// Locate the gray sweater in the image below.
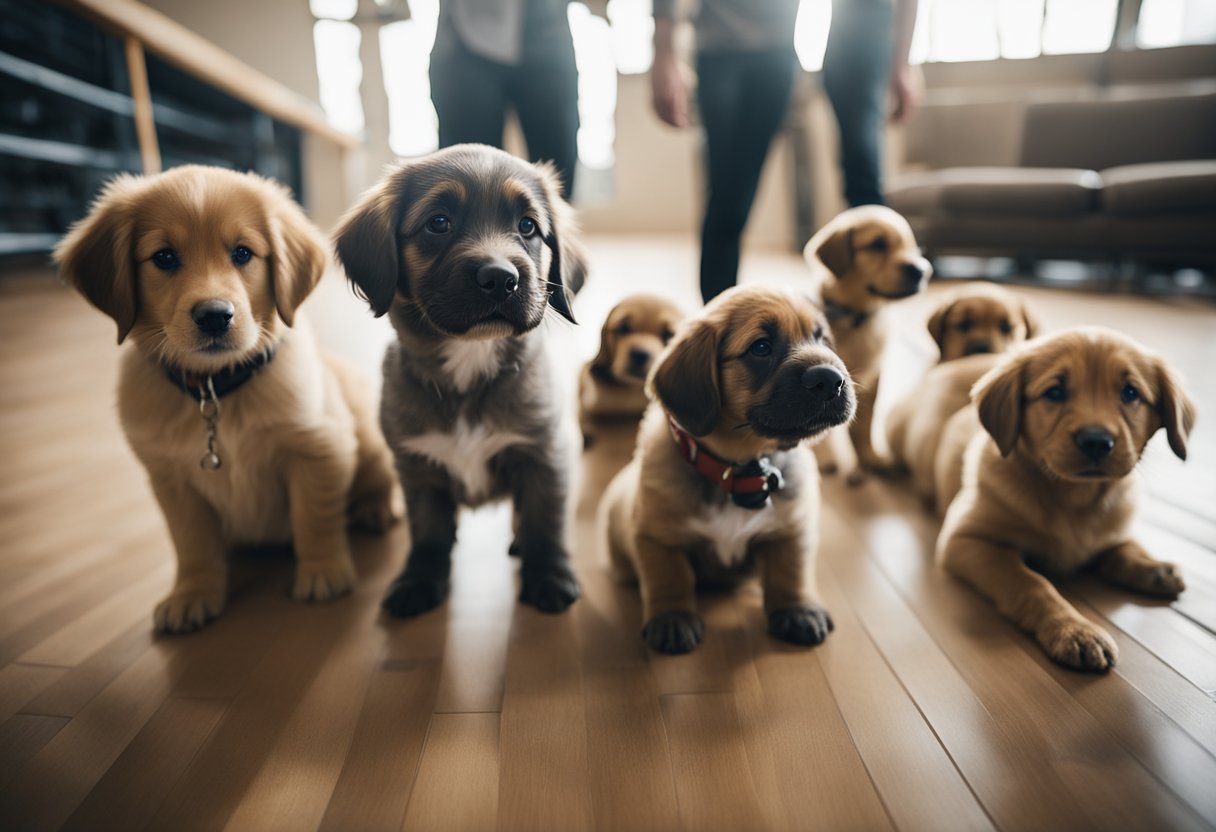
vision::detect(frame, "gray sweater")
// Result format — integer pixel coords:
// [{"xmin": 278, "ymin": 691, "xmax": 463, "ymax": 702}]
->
[{"xmin": 653, "ymin": 0, "xmax": 799, "ymax": 52}]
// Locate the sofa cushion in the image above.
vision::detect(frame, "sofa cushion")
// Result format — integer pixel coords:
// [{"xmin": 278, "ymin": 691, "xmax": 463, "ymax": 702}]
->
[
  {"xmin": 886, "ymin": 168, "xmax": 1102, "ymax": 217},
  {"xmin": 1102, "ymin": 159, "xmax": 1216, "ymax": 215}
]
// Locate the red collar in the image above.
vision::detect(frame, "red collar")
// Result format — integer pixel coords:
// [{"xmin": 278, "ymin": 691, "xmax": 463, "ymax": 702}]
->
[{"xmin": 668, "ymin": 416, "xmax": 784, "ymax": 508}]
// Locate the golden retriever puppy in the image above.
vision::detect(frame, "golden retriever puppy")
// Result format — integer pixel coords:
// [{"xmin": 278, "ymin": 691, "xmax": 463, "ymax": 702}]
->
[
  {"xmin": 804, "ymin": 206, "xmax": 933, "ymax": 484},
  {"xmin": 884, "ymin": 283, "xmax": 1038, "ymax": 503},
  {"xmin": 599, "ymin": 287, "xmax": 854, "ymax": 653},
  {"xmin": 579, "ymin": 294, "xmax": 683, "ymax": 445},
  {"xmin": 56, "ymin": 165, "xmax": 400, "ymax": 633},
  {"xmin": 936, "ymin": 327, "xmax": 1195, "ymax": 673},
  {"xmin": 929, "ymin": 283, "xmax": 1038, "ymax": 361}
]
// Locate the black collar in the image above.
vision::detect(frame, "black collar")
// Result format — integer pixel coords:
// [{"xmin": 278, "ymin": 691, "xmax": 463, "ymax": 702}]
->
[
  {"xmin": 161, "ymin": 344, "xmax": 278, "ymax": 401},
  {"xmin": 823, "ymin": 297, "xmax": 871, "ymax": 328}
]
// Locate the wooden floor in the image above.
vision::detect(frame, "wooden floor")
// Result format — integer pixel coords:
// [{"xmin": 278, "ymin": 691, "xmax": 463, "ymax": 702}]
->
[{"xmin": 0, "ymin": 238, "xmax": 1216, "ymax": 832}]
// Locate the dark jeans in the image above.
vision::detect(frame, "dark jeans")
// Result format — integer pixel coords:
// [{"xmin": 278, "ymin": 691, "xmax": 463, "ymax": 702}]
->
[
  {"xmin": 430, "ymin": 22, "xmax": 579, "ymax": 198},
  {"xmin": 697, "ymin": 46, "xmax": 798, "ymax": 302},
  {"xmin": 823, "ymin": 0, "xmax": 894, "ymax": 206}
]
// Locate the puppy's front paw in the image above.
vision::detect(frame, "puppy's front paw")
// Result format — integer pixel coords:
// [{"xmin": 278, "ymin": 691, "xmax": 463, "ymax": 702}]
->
[
  {"xmin": 769, "ymin": 603, "xmax": 835, "ymax": 645},
  {"xmin": 1127, "ymin": 561, "xmax": 1187, "ymax": 598},
  {"xmin": 152, "ymin": 589, "xmax": 225, "ymax": 633},
  {"xmin": 1036, "ymin": 618, "xmax": 1119, "ymax": 673},
  {"xmin": 519, "ymin": 558, "xmax": 581, "ymax": 613},
  {"xmin": 381, "ymin": 575, "xmax": 447, "ymax": 618},
  {"xmin": 292, "ymin": 555, "xmax": 355, "ymax": 601},
  {"xmin": 642, "ymin": 611, "xmax": 705, "ymax": 656},
  {"xmin": 347, "ymin": 491, "xmax": 404, "ymax": 534}
]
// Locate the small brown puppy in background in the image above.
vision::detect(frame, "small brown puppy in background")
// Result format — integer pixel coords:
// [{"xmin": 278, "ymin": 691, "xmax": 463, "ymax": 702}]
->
[
  {"xmin": 884, "ymin": 283, "xmax": 1038, "ymax": 511},
  {"xmin": 938, "ymin": 327, "xmax": 1195, "ymax": 673},
  {"xmin": 929, "ymin": 283, "xmax": 1038, "ymax": 361},
  {"xmin": 579, "ymin": 294, "xmax": 683, "ymax": 445},
  {"xmin": 56, "ymin": 165, "xmax": 400, "ymax": 633},
  {"xmin": 804, "ymin": 206, "xmax": 933, "ymax": 484},
  {"xmin": 599, "ymin": 287, "xmax": 854, "ymax": 653}
]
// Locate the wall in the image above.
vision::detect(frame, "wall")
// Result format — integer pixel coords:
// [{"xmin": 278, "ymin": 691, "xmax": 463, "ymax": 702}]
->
[{"xmin": 143, "ymin": 0, "xmax": 353, "ymax": 229}]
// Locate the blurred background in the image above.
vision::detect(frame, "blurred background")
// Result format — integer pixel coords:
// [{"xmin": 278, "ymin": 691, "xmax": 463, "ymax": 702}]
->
[{"xmin": 0, "ymin": 0, "xmax": 1216, "ymax": 292}]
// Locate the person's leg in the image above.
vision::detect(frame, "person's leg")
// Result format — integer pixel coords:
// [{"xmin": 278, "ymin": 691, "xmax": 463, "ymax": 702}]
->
[
  {"xmin": 430, "ymin": 21, "xmax": 510, "ymax": 147},
  {"xmin": 697, "ymin": 49, "xmax": 795, "ymax": 302},
  {"xmin": 507, "ymin": 51, "xmax": 579, "ymax": 199},
  {"xmin": 823, "ymin": 0, "xmax": 894, "ymax": 206}
]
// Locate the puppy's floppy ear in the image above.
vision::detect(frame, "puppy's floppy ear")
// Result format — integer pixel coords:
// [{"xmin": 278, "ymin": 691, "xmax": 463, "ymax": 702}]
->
[
  {"xmin": 929, "ymin": 303, "xmax": 955, "ymax": 352},
  {"xmin": 651, "ymin": 320, "xmax": 722, "ymax": 437},
  {"xmin": 1156, "ymin": 359, "xmax": 1195, "ymax": 460},
  {"xmin": 333, "ymin": 164, "xmax": 409, "ymax": 317},
  {"xmin": 533, "ymin": 162, "xmax": 587, "ymax": 324},
  {"xmin": 270, "ymin": 186, "xmax": 330, "ymax": 326},
  {"xmin": 55, "ymin": 174, "xmax": 141, "ymax": 343},
  {"xmin": 1021, "ymin": 299, "xmax": 1042, "ymax": 338},
  {"xmin": 972, "ymin": 358, "xmax": 1024, "ymax": 456},
  {"xmin": 815, "ymin": 227, "xmax": 852, "ymax": 277}
]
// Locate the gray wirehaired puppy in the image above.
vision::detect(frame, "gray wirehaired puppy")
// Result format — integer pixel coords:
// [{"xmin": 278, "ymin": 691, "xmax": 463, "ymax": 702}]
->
[{"xmin": 336, "ymin": 145, "xmax": 586, "ymax": 615}]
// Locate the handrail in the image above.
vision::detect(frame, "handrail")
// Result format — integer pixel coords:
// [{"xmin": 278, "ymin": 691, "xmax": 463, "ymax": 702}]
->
[{"xmin": 55, "ymin": 0, "xmax": 362, "ymax": 150}]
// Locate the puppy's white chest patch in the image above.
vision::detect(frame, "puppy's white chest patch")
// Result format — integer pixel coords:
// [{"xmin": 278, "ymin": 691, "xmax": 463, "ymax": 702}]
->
[
  {"xmin": 440, "ymin": 338, "xmax": 502, "ymax": 393},
  {"xmin": 398, "ymin": 417, "xmax": 529, "ymax": 501},
  {"xmin": 685, "ymin": 504, "xmax": 777, "ymax": 567}
]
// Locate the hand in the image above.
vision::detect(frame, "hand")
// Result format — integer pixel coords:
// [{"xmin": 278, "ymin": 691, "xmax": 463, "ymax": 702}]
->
[
  {"xmin": 890, "ymin": 63, "xmax": 922, "ymax": 124},
  {"xmin": 651, "ymin": 55, "xmax": 688, "ymax": 128}
]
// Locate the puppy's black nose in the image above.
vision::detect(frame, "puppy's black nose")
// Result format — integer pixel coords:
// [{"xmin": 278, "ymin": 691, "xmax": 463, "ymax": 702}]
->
[
  {"xmin": 190, "ymin": 300, "xmax": 236, "ymax": 336},
  {"xmin": 803, "ymin": 364, "xmax": 844, "ymax": 401},
  {"xmin": 477, "ymin": 260, "xmax": 519, "ymax": 300},
  {"xmin": 1073, "ymin": 428, "xmax": 1115, "ymax": 462},
  {"xmin": 903, "ymin": 263, "xmax": 924, "ymax": 283}
]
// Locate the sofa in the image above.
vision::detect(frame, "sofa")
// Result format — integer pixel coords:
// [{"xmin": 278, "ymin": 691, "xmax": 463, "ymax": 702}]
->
[{"xmin": 886, "ymin": 78, "xmax": 1216, "ymax": 268}]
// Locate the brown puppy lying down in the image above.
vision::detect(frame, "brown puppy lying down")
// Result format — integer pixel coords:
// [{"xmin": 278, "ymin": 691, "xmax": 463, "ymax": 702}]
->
[
  {"xmin": 885, "ymin": 283, "xmax": 1038, "ymax": 511},
  {"xmin": 938, "ymin": 327, "xmax": 1195, "ymax": 671},
  {"xmin": 601, "ymin": 287, "xmax": 854, "ymax": 653},
  {"xmin": 579, "ymin": 294, "xmax": 683, "ymax": 444},
  {"xmin": 804, "ymin": 206, "xmax": 933, "ymax": 484},
  {"xmin": 56, "ymin": 165, "xmax": 400, "ymax": 633}
]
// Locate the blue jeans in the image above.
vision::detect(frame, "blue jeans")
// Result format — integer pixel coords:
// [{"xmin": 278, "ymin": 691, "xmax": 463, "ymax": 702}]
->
[
  {"xmin": 697, "ymin": 45, "xmax": 798, "ymax": 302},
  {"xmin": 823, "ymin": 0, "xmax": 894, "ymax": 206},
  {"xmin": 430, "ymin": 15, "xmax": 579, "ymax": 198}
]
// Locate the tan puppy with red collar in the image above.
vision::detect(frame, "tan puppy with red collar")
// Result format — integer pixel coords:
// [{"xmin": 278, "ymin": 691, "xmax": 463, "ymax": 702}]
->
[{"xmin": 599, "ymin": 287, "xmax": 854, "ymax": 653}]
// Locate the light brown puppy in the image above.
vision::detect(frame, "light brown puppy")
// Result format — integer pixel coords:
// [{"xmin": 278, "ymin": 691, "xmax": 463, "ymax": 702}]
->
[
  {"xmin": 929, "ymin": 283, "xmax": 1038, "ymax": 361},
  {"xmin": 56, "ymin": 165, "xmax": 400, "ymax": 633},
  {"xmin": 599, "ymin": 287, "xmax": 854, "ymax": 653},
  {"xmin": 804, "ymin": 206, "xmax": 933, "ymax": 484},
  {"xmin": 579, "ymin": 294, "xmax": 683, "ymax": 444},
  {"xmin": 938, "ymin": 327, "xmax": 1195, "ymax": 673},
  {"xmin": 884, "ymin": 283, "xmax": 1038, "ymax": 503}
]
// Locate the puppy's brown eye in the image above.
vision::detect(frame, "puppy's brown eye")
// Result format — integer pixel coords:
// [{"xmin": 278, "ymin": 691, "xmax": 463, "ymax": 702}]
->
[
  {"xmin": 152, "ymin": 248, "xmax": 181, "ymax": 271},
  {"xmin": 1043, "ymin": 384, "xmax": 1068, "ymax": 403}
]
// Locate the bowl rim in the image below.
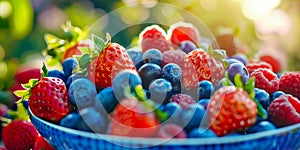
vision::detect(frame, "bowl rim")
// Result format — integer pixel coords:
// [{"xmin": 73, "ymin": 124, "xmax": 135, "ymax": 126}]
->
[{"xmin": 28, "ymin": 108, "xmax": 300, "ymax": 145}]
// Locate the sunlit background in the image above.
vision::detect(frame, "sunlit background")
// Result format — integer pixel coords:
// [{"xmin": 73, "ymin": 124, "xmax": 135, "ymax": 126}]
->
[{"xmin": 0, "ymin": 0, "xmax": 300, "ymax": 90}]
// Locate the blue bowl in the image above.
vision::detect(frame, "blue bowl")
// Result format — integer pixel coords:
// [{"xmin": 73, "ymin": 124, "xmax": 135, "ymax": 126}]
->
[{"xmin": 29, "ymin": 110, "xmax": 300, "ymax": 150}]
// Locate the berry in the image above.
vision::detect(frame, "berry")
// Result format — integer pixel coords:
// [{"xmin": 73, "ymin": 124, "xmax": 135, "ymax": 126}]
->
[
  {"xmin": 180, "ymin": 40, "xmax": 197, "ymax": 53},
  {"xmin": 268, "ymin": 94, "xmax": 300, "ymax": 127},
  {"xmin": 279, "ymin": 72, "xmax": 300, "ymax": 99},
  {"xmin": 108, "ymin": 98, "xmax": 159, "ymax": 137},
  {"xmin": 143, "ymin": 49, "xmax": 162, "ymax": 66},
  {"xmin": 149, "ymin": 78, "xmax": 172, "ymax": 104},
  {"xmin": 156, "ymin": 124, "xmax": 187, "ymax": 138},
  {"xmin": 250, "ymin": 68, "xmax": 279, "ymax": 94},
  {"xmin": 170, "ymin": 94, "xmax": 196, "ymax": 109},
  {"xmin": 139, "ymin": 25, "xmax": 171, "ymax": 53},
  {"xmin": 181, "ymin": 103, "xmax": 205, "ymax": 131},
  {"xmin": 198, "ymin": 80, "xmax": 215, "ymax": 99},
  {"xmin": 96, "ymin": 87, "xmax": 119, "ymax": 113},
  {"xmin": 138, "ymin": 63, "xmax": 162, "ymax": 90},
  {"xmin": 33, "ymin": 136, "xmax": 55, "ymax": 150},
  {"xmin": 188, "ymin": 127, "xmax": 217, "ymax": 138},
  {"xmin": 2, "ymin": 120, "xmax": 38, "ymax": 150},
  {"xmin": 68, "ymin": 78, "xmax": 97, "ymax": 109},
  {"xmin": 207, "ymin": 86, "xmax": 258, "ymax": 136},
  {"xmin": 168, "ymin": 22, "xmax": 200, "ymax": 46}
]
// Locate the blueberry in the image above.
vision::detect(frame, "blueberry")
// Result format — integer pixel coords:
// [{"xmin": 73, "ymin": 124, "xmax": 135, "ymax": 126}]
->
[
  {"xmin": 76, "ymin": 107, "xmax": 108, "ymax": 133},
  {"xmin": 162, "ymin": 63, "xmax": 182, "ymax": 94},
  {"xmin": 188, "ymin": 127, "xmax": 217, "ymax": 138},
  {"xmin": 149, "ymin": 78, "xmax": 172, "ymax": 104},
  {"xmin": 227, "ymin": 63, "xmax": 249, "ymax": 84},
  {"xmin": 198, "ymin": 80, "xmax": 215, "ymax": 99},
  {"xmin": 138, "ymin": 63, "xmax": 162, "ymax": 90},
  {"xmin": 180, "ymin": 40, "xmax": 197, "ymax": 53},
  {"xmin": 112, "ymin": 69, "xmax": 142, "ymax": 101},
  {"xmin": 246, "ymin": 121, "xmax": 276, "ymax": 133},
  {"xmin": 96, "ymin": 87, "xmax": 119, "ymax": 113},
  {"xmin": 62, "ymin": 58, "xmax": 78, "ymax": 78},
  {"xmin": 68, "ymin": 78, "xmax": 97, "ymax": 108},
  {"xmin": 181, "ymin": 103, "xmax": 205, "ymax": 132},
  {"xmin": 60, "ymin": 112, "xmax": 81, "ymax": 129},
  {"xmin": 127, "ymin": 48, "xmax": 144, "ymax": 69},
  {"xmin": 143, "ymin": 49, "xmax": 162, "ymax": 66},
  {"xmin": 254, "ymin": 88, "xmax": 271, "ymax": 110}
]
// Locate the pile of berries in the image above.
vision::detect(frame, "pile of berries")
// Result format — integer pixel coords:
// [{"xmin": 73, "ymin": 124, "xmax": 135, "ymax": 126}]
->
[{"xmin": 6, "ymin": 22, "xmax": 300, "ymax": 149}]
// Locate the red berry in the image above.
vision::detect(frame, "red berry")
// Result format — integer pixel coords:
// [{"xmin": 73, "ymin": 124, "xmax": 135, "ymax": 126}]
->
[
  {"xmin": 139, "ymin": 25, "xmax": 171, "ymax": 53},
  {"xmin": 2, "ymin": 120, "xmax": 38, "ymax": 150},
  {"xmin": 279, "ymin": 72, "xmax": 300, "ymax": 99},
  {"xmin": 268, "ymin": 94, "xmax": 300, "ymax": 127},
  {"xmin": 168, "ymin": 22, "xmax": 200, "ymax": 47},
  {"xmin": 207, "ymin": 86, "xmax": 257, "ymax": 136},
  {"xmin": 250, "ymin": 68, "xmax": 279, "ymax": 94},
  {"xmin": 170, "ymin": 94, "xmax": 196, "ymax": 109}
]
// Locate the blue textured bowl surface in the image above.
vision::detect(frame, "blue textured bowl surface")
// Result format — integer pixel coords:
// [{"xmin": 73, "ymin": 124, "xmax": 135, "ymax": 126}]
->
[{"xmin": 29, "ymin": 110, "xmax": 300, "ymax": 150}]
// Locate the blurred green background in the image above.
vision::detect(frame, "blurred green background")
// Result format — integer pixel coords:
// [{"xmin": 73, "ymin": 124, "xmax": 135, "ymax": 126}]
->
[{"xmin": 0, "ymin": 0, "xmax": 300, "ymax": 90}]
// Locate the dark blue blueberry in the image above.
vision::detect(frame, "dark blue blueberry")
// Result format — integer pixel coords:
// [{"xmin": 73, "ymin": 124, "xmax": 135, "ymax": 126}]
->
[
  {"xmin": 47, "ymin": 70, "xmax": 66, "ymax": 83},
  {"xmin": 112, "ymin": 70, "xmax": 142, "ymax": 101},
  {"xmin": 198, "ymin": 80, "xmax": 215, "ymax": 99},
  {"xmin": 180, "ymin": 40, "xmax": 197, "ymax": 53},
  {"xmin": 246, "ymin": 121, "xmax": 276, "ymax": 133},
  {"xmin": 162, "ymin": 63, "xmax": 182, "ymax": 94},
  {"xmin": 62, "ymin": 58, "xmax": 78, "ymax": 78},
  {"xmin": 60, "ymin": 112, "xmax": 81, "ymax": 129},
  {"xmin": 76, "ymin": 107, "xmax": 109, "ymax": 133},
  {"xmin": 198, "ymin": 98, "xmax": 210, "ymax": 110},
  {"xmin": 164, "ymin": 102, "xmax": 182, "ymax": 124},
  {"xmin": 96, "ymin": 87, "xmax": 119, "ymax": 113},
  {"xmin": 127, "ymin": 48, "xmax": 144, "ymax": 69},
  {"xmin": 149, "ymin": 78, "xmax": 172, "ymax": 104},
  {"xmin": 254, "ymin": 88, "xmax": 271, "ymax": 110},
  {"xmin": 272, "ymin": 91, "xmax": 285, "ymax": 101},
  {"xmin": 181, "ymin": 103, "xmax": 205, "ymax": 132},
  {"xmin": 143, "ymin": 49, "xmax": 162, "ymax": 66},
  {"xmin": 138, "ymin": 63, "xmax": 162, "ymax": 90},
  {"xmin": 188, "ymin": 127, "xmax": 217, "ymax": 138},
  {"xmin": 68, "ymin": 78, "xmax": 97, "ymax": 109}
]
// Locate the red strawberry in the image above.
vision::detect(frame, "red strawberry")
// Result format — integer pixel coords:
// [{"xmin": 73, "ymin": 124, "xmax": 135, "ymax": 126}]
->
[
  {"xmin": 268, "ymin": 94, "xmax": 300, "ymax": 127},
  {"xmin": 279, "ymin": 72, "xmax": 300, "ymax": 99},
  {"xmin": 139, "ymin": 25, "xmax": 171, "ymax": 53},
  {"xmin": 87, "ymin": 35, "xmax": 136, "ymax": 89},
  {"xmin": 250, "ymin": 68, "xmax": 279, "ymax": 94},
  {"xmin": 168, "ymin": 22, "xmax": 200, "ymax": 46},
  {"xmin": 246, "ymin": 62, "xmax": 272, "ymax": 75},
  {"xmin": 207, "ymin": 86, "xmax": 258, "ymax": 136},
  {"xmin": 2, "ymin": 120, "xmax": 38, "ymax": 150},
  {"xmin": 170, "ymin": 94, "xmax": 196, "ymax": 109},
  {"xmin": 108, "ymin": 98, "xmax": 159, "ymax": 137},
  {"xmin": 33, "ymin": 136, "xmax": 55, "ymax": 150},
  {"xmin": 162, "ymin": 49, "xmax": 186, "ymax": 68}
]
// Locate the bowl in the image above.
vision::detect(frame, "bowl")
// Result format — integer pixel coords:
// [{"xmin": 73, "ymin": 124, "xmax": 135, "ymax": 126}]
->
[{"xmin": 29, "ymin": 109, "xmax": 300, "ymax": 150}]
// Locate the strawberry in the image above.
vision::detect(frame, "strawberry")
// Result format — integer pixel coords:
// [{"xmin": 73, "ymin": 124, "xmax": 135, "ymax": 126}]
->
[
  {"xmin": 207, "ymin": 86, "xmax": 258, "ymax": 136},
  {"xmin": 139, "ymin": 25, "xmax": 171, "ymax": 53},
  {"xmin": 84, "ymin": 35, "xmax": 136, "ymax": 89},
  {"xmin": 168, "ymin": 22, "xmax": 200, "ymax": 47},
  {"xmin": 268, "ymin": 94, "xmax": 300, "ymax": 127},
  {"xmin": 33, "ymin": 135, "xmax": 55, "ymax": 150},
  {"xmin": 279, "ymin": 72, "xmax": 300, "ymax": 99},
  {"xmin": 2, "ymin": 120, "xmax": 38, "ymax": 150}
]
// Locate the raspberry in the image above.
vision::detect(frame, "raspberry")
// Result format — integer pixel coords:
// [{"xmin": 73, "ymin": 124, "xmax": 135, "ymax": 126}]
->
[
  {"xmin": 170, "ymin": 94, "xmax": 196, "ymax": 109},
  {"xmin": 269, "ymin": 94, "xmax": 300, "ymax": 127},
  {"xmin": 250, "ymin": 68, "xmax": 279, "ymax": 94},
  {"xmin": 246, "ymin": 62, "xmax": 272, "ymax": 75},
  {"xmin": 279, "ymin": 72, "xmax": 300, "ymax": 99}
]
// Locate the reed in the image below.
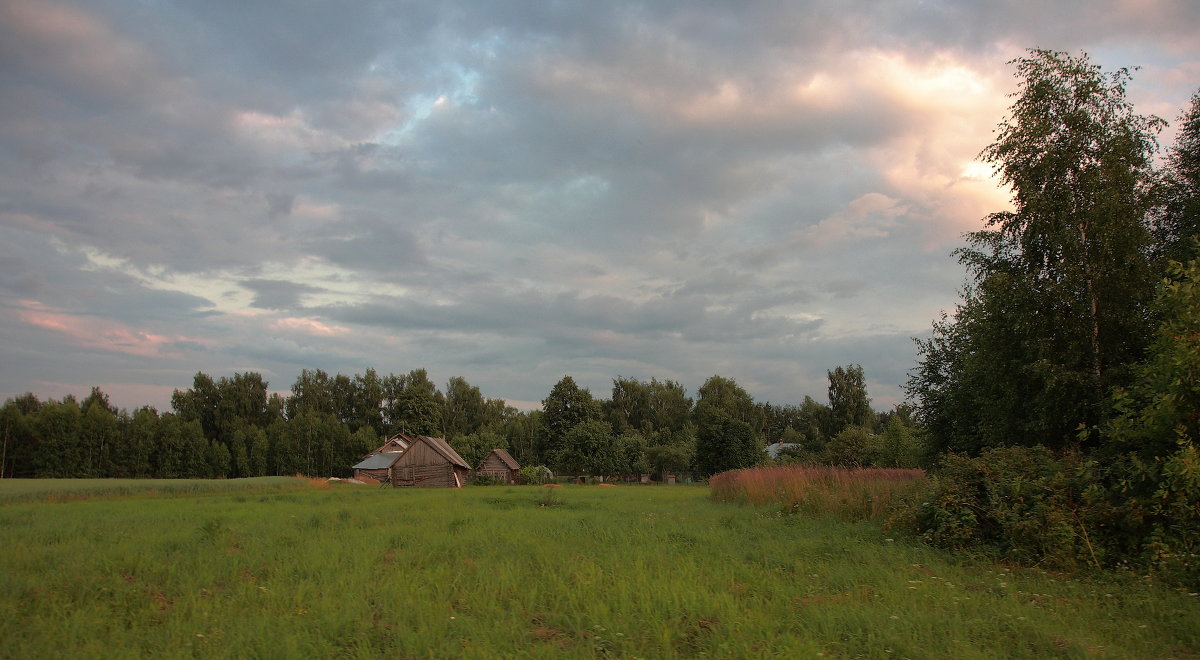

# TO BE DONE
Pull out each line of the rows above that contains the string "sweater". Matching is case-sensitive.

# ANSWER TO THIS EXERCISE
// Locate the gray sweater in the image below.
vision::detect(frame, "gray sweater")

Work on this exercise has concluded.